*EXCERPTED DATA*:
"""
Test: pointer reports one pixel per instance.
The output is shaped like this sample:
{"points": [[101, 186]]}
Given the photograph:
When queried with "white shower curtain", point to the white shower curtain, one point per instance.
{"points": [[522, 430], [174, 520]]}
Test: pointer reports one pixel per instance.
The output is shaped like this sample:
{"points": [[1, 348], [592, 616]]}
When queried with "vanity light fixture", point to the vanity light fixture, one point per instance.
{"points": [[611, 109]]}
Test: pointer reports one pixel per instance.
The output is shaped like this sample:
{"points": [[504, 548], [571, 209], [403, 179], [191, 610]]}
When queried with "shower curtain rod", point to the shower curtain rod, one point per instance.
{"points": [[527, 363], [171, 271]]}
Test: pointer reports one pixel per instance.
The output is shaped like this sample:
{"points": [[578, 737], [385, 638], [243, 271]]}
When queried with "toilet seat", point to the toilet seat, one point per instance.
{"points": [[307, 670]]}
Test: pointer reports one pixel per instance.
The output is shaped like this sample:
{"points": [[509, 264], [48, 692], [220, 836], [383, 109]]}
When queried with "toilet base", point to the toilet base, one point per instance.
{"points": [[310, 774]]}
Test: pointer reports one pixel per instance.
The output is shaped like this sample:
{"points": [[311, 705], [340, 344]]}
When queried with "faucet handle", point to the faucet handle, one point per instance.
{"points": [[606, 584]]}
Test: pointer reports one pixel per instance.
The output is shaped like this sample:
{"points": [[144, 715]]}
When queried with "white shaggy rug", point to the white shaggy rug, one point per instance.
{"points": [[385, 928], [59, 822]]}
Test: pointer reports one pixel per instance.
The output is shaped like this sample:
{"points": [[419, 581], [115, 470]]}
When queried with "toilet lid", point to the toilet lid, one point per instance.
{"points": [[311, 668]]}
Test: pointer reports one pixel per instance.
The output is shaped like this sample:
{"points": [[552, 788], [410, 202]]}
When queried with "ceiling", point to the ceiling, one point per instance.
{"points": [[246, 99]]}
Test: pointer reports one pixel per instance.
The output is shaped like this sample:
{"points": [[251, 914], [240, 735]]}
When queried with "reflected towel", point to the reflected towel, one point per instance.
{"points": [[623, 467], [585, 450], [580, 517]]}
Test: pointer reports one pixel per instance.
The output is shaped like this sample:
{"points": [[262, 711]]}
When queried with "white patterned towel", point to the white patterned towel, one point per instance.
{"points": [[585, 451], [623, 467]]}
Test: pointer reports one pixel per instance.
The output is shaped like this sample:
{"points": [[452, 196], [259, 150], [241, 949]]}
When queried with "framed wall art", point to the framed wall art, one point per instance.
"""
*STATED TASK*:
Transcribe every record above exactly as it appears.

*TASK SOLUTION*:
Test: pointer reports one pixel per instance.
The output is shaped like this sample:
{"points": [[101, 186]]}
Given the photograph:
When queried with "white shower curtain", point to the white shower curtain, one point per instance.
{"points": [[522, 430], [174, 520]]}
Test: pointer reports one pixel per instance.
The output is shaped like this sample:
{"points": [[1, 348], [592, 616]]}
When queried with "vanity light fixture", point to the vanity light fixture, one point per instance.
{"points": [[611, 109]]}
Test: pointer reports one pixel per instance.
The output is shaped like this sample:
{"points": [[504, 548], [571, 209], [403, 179], [191, 610]]}
When queried with "shower curtain rod", point to the shower curtain rod, one point per instance.
{"points": [[527, 363], [171, 271]]}
Test: pointer reports one pixel per instance.
The output is shaped like this sample:
{"points": [[578, 737], [385, 638], [243, 271]]}
When queried with "toilet seat", point to the toilet seat, one point per instance.
{"points": [[307, 670]]}
Test: pointer reports one pixel per instance.
The output is shaped like this sample:
{"points": [[509, 264], [48, 692], [220, 836], [383, 109]]}
When queried with "toilet base", point to the toilet base, one point per instance.
{"points": [[310, 774]]}
Test: pointer reports one pixel per instance.
The output is shaped like this sample:
{"points": [[311, 705], [340, 344]]}
When queried with "faucet handle", point to the faucet handle, one point per instance.
{"points": [[606, 584]]}
Test: pointer reports one pixel per instance.
The output is shaped like this sample:
{"points": [[144, 715]]}
When queried with "white shaggy rug", point to the white shaggy rug, one point per instance.
{"points": [[385, 928], [59, 822]]}
Test: pointer reports one pixel per instance.
The output is shaped like this sample:
{"points": [[419, 581], [115, 470]]}
When queried with "toilet lid", point to the toilet lid, one point per instance.
{"points": [[311, 668]]}
Test: pointer reports one pixel per instance.
The output is shaped like this sample:
{"points": [[552, 788], [410, 202]]}
When queried with "ceiling", point to the ceiling, one point per instance.
{"points": [[246, 99]]}
Test: pointer reports one pixel per instance.
The output is shaped like this sample:
{"points": [[251, 914], [240, 735]]}
When queried with "reflected towel", point to the reflected towel, one point per instance.
{"points": [[623, 467], [585, 450], [580, 517]]}
Test: pointer reports one pixel per instance.
The output is shaped like this sample:
{"points": [[262, 711]]}
When queried with "white patterned towel", point to the white patterned towel, one point per instance.
{"points": [[585, 451], [623, 467]]}
Test: pointer reports one pixel per instance.
The output is shaped like this sample:
{"points": [[452, 196], [259, 150], [241, 949]]}
When queried with "framed wall art", point to the framed wall art, one point per instance.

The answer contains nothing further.